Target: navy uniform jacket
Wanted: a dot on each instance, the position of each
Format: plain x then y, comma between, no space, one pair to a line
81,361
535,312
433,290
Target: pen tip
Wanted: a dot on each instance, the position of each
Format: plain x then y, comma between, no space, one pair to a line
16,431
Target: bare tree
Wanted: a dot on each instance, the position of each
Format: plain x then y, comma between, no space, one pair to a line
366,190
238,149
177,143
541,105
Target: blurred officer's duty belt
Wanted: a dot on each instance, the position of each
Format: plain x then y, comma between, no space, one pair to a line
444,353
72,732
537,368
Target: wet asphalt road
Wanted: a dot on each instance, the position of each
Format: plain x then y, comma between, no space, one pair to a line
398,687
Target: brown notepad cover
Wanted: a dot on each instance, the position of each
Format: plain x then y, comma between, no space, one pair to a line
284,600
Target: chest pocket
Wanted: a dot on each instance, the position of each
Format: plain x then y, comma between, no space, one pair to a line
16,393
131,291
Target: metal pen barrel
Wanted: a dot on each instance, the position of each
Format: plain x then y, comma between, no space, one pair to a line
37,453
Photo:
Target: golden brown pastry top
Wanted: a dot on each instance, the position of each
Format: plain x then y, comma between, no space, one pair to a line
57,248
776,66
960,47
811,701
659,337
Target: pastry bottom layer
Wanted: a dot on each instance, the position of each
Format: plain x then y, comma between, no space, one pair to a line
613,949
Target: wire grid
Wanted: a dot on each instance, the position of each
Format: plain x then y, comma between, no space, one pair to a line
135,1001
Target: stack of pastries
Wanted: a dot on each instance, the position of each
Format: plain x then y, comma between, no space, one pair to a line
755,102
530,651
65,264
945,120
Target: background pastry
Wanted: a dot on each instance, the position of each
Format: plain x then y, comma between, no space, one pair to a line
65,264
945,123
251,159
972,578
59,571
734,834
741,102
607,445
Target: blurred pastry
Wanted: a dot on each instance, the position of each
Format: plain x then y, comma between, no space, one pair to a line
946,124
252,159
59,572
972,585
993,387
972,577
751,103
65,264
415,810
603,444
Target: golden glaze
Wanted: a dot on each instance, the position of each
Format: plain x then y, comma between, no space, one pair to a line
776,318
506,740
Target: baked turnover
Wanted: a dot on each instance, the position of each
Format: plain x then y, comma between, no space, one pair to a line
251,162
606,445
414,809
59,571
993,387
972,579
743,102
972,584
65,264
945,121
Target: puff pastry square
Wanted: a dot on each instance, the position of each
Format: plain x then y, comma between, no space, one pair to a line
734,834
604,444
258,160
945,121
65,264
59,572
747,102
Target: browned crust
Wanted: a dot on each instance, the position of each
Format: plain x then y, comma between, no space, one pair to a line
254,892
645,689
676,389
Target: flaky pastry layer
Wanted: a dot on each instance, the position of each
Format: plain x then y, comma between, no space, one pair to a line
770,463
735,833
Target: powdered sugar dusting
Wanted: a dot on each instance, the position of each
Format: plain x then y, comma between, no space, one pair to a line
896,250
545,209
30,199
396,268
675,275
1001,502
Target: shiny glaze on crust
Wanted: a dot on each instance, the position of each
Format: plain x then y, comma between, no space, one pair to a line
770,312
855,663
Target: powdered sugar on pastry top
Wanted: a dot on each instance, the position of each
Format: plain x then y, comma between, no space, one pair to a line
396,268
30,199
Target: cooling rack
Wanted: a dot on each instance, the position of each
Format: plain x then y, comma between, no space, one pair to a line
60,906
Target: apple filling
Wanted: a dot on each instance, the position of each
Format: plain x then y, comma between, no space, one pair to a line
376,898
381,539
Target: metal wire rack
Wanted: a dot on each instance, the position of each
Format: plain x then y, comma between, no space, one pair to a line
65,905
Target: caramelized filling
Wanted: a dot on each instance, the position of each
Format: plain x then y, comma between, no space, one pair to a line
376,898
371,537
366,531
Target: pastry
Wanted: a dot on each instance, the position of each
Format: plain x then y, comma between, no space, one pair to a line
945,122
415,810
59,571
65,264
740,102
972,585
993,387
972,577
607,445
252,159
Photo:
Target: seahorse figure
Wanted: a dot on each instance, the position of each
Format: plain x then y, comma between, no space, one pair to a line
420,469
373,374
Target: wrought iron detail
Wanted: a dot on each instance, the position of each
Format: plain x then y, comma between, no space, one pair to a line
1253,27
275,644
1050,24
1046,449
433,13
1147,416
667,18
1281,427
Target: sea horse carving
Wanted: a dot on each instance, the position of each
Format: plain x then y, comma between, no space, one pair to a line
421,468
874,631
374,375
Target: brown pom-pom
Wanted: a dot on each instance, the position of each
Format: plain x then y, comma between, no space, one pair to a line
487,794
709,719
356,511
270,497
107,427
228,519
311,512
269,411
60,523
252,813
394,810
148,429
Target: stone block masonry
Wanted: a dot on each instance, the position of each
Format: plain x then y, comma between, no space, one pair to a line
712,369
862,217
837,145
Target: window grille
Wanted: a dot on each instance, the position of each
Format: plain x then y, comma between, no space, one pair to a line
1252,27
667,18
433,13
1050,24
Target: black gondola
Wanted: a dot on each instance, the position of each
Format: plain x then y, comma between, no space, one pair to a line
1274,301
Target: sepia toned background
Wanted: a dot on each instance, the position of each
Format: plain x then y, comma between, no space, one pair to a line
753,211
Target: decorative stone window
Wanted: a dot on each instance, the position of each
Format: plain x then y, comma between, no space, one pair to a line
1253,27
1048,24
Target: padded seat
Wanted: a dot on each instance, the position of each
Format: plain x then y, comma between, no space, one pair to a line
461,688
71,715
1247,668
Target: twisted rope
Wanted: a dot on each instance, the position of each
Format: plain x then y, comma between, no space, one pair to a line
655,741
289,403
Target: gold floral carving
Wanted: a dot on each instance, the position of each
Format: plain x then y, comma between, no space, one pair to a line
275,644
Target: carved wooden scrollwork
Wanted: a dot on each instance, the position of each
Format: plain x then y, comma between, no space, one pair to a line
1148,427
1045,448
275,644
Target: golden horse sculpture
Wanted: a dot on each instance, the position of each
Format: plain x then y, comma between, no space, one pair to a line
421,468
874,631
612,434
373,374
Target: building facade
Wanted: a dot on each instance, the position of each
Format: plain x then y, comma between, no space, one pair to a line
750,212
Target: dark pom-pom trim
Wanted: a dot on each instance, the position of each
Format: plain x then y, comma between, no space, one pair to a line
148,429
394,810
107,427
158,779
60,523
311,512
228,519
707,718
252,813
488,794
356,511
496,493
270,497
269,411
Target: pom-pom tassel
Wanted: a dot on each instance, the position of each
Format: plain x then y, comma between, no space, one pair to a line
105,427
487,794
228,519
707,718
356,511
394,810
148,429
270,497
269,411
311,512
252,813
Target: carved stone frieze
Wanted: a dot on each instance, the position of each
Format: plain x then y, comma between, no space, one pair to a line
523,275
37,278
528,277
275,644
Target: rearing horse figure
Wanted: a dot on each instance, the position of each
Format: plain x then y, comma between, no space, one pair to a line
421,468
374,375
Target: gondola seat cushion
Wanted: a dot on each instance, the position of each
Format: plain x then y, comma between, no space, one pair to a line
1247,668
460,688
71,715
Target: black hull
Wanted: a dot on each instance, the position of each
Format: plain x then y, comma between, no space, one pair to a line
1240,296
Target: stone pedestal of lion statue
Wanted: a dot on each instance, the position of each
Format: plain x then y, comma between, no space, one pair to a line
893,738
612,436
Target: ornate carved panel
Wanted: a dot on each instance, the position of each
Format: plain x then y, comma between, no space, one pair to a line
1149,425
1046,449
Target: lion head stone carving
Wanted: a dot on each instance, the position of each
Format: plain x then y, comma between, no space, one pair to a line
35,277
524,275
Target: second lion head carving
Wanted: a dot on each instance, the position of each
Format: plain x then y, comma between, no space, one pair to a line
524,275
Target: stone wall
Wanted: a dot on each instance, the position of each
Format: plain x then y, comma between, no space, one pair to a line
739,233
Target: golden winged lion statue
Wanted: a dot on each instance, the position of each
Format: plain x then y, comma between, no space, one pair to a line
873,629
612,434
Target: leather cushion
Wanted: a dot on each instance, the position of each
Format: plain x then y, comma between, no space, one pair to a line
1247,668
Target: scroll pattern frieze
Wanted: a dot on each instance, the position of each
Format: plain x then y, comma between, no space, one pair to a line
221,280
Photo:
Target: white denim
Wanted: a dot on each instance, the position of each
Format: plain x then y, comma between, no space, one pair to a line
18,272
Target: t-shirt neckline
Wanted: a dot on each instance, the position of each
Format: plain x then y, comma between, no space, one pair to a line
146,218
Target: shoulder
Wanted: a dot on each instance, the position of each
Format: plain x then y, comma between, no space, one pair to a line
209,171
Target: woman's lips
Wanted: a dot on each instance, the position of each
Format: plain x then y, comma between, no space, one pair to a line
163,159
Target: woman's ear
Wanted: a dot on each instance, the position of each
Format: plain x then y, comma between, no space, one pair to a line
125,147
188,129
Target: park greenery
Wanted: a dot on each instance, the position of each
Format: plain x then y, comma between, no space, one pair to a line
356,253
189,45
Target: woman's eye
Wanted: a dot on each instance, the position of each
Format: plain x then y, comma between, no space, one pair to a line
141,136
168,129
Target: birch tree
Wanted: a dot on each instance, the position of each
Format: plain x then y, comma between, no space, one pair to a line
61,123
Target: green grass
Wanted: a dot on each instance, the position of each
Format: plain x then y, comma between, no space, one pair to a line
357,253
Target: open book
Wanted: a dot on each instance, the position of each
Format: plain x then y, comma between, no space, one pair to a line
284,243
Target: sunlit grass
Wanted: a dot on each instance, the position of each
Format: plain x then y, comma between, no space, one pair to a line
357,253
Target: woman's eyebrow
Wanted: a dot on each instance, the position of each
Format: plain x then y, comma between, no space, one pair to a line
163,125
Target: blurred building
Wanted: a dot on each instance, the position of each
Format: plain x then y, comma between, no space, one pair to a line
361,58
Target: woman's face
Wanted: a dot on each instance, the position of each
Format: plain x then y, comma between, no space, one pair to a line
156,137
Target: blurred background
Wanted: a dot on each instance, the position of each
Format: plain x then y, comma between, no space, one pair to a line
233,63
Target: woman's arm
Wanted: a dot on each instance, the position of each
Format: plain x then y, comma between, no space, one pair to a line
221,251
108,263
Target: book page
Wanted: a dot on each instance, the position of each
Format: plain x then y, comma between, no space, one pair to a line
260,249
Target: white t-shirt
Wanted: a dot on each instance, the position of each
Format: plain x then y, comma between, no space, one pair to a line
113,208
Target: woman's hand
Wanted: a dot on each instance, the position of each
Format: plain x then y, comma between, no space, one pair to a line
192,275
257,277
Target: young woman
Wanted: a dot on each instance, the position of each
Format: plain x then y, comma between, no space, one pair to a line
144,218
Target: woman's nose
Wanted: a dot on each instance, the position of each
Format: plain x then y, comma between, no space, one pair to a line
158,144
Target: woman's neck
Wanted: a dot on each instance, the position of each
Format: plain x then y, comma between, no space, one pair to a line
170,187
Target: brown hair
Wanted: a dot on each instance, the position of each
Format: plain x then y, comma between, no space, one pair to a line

● What the task requires
Extract every line from the one containing "Target: white t-shirt" to the end of the entries, including both of those lines, exactly as given and with nothing added.

● Response to the exercise
Target: white t-shirt
Wanted: a dot on each instance, the position of each
Format: plain x then y, comma between, no space, one pair to a line
113,208
Target: woman's hand
Wanted: a dot on each instance, the position of each
Format: plain x then y, comma between, no space, one pair to a line
192,275
257,277
Target: young woman
Wanted: a dot on each instance, the position of each
Format: plain x then y, comma between, no space, one pair to a line
144,218
Target: woman's nose
Wanted: a dot on each instance, the position of each
Format: plain x then y, comma between, no space, one pair to a line
158,144
Target: woman's neck
Wanted: a dot on each instance, the position of each
Format: plain x then y, comma between, no space, one pair to a line
170,187
Target: brown hair
Wanted: a dot on each instance, the position of each
Format: plain x then y, comma between, no space, one pair to a line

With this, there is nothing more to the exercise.